Items listed in a dataset
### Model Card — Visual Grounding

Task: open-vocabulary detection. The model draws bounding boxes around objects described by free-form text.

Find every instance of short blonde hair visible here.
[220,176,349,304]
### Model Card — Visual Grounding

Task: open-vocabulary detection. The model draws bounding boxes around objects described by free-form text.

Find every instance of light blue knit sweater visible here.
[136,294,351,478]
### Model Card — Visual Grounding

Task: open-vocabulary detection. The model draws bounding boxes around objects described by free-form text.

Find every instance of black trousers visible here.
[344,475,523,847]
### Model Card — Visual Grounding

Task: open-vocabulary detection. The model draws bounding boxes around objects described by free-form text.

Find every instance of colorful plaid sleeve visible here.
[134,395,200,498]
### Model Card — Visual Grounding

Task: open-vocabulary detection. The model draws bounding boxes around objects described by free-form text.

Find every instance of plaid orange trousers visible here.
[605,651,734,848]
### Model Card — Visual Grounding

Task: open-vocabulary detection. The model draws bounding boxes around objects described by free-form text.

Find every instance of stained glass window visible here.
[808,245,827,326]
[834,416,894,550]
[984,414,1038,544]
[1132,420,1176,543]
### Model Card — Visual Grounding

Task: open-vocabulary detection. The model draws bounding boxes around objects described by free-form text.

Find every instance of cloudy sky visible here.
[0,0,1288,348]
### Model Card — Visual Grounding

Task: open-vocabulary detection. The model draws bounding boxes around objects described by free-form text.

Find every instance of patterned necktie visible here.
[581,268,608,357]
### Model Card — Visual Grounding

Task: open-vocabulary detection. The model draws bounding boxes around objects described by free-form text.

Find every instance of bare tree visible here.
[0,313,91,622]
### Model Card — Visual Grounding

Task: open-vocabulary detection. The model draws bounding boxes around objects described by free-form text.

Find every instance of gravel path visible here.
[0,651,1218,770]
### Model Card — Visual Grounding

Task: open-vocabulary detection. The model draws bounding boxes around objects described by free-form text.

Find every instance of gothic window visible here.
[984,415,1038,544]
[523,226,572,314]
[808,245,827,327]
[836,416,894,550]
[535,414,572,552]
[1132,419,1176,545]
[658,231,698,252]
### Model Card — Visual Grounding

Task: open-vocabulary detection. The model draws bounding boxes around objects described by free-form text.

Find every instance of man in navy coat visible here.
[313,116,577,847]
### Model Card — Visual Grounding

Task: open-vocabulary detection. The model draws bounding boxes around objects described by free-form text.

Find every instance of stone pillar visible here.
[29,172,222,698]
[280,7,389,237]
--
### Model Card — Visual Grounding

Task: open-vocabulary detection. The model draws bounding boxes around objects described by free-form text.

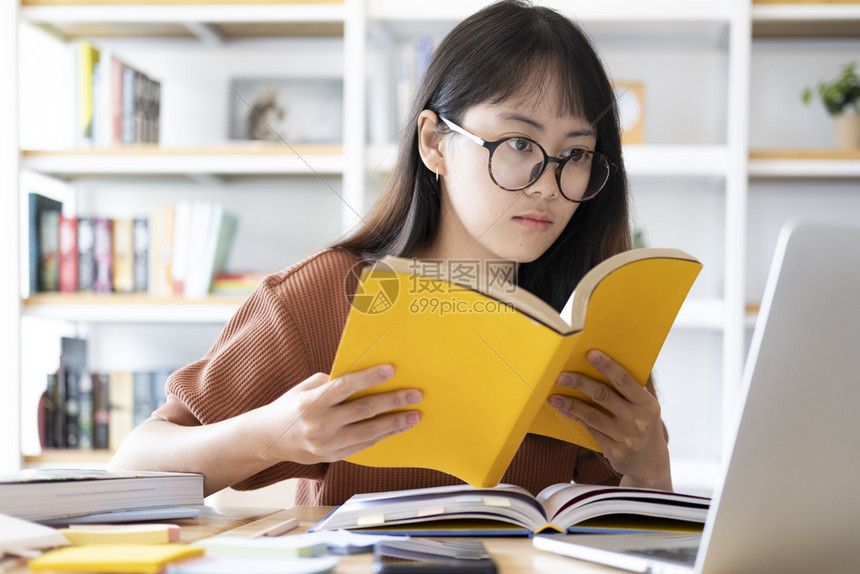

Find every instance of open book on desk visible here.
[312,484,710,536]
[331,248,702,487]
...
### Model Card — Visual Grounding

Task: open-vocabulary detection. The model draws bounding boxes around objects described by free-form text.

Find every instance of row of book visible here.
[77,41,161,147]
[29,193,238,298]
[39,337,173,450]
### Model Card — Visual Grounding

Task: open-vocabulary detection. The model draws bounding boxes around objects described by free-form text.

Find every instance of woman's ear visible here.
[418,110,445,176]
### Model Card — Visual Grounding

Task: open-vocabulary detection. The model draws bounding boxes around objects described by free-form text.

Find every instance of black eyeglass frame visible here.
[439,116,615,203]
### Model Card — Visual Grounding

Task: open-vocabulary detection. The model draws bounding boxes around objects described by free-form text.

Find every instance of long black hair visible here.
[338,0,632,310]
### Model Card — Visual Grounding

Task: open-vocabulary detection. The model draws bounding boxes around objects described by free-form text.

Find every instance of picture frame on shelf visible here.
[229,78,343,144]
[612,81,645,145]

- **Given exercise**
Return every line of the records above that contains the word "window", copied in full. Case counts when matching.

- **Task solution**
Find every instance of stained glass window visible here.
Find every instance of gothic window visible here.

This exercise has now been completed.